# Exercise
Keeping every word the same, return the listing from its first line until the line holding "flagpole so it can anchor a virtual label." has been returned as well.

━━ Source material ━━

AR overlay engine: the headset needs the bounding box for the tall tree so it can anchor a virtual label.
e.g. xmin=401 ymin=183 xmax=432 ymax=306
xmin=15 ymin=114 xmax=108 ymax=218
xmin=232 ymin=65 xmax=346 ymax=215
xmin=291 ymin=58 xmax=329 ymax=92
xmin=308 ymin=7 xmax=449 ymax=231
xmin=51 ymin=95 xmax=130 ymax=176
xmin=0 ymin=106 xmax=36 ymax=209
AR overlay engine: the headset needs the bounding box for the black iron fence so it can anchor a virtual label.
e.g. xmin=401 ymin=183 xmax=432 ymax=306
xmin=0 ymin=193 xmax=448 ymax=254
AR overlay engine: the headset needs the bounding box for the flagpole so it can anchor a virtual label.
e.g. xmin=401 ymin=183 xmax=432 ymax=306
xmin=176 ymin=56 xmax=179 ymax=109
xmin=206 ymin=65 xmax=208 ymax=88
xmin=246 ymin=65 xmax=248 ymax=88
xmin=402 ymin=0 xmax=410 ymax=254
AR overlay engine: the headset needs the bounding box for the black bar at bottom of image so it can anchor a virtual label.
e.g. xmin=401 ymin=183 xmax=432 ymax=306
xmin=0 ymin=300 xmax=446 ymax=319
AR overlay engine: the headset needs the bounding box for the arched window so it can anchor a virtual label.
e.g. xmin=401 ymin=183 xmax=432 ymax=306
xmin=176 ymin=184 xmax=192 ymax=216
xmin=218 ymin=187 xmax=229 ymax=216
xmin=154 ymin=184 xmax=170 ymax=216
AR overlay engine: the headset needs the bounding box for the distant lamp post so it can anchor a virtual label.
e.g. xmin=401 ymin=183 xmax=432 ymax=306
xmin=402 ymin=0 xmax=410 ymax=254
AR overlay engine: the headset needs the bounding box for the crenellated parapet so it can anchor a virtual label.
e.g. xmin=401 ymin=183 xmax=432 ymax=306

━━━

# Final answer
AR overlay engine: the headset needs the bounding box for the tall tree so it can anchor a virtual label.
e.g. xmin=401 ymin=183 xmax=432 ymax=306
xmin=15 ymin=114 xmax=108 ymax=218
xmin=232 ymin=65 xmax=346 ymax=215
xmin=291 ymin=58 xmax=329 ymax=92
xmin=308 ymin=7 xmax=449 ymax=231
xmin=51 ymin=95 xmax=130 ymax=176
xmin=0 ymin=106 xmax=36 ymax=209
AR overlay engine: the headset needs the bounding box for the black iron fence so it can anchor a virtual label.
e.g. xmin=401 ymin=183 xmax=432 ymax=306
xmin=0 ymin=193 xmax=448 ymax=254
AR overlay engine: the headset needs the bounding box for the flagpole so it can anchor a virtual label.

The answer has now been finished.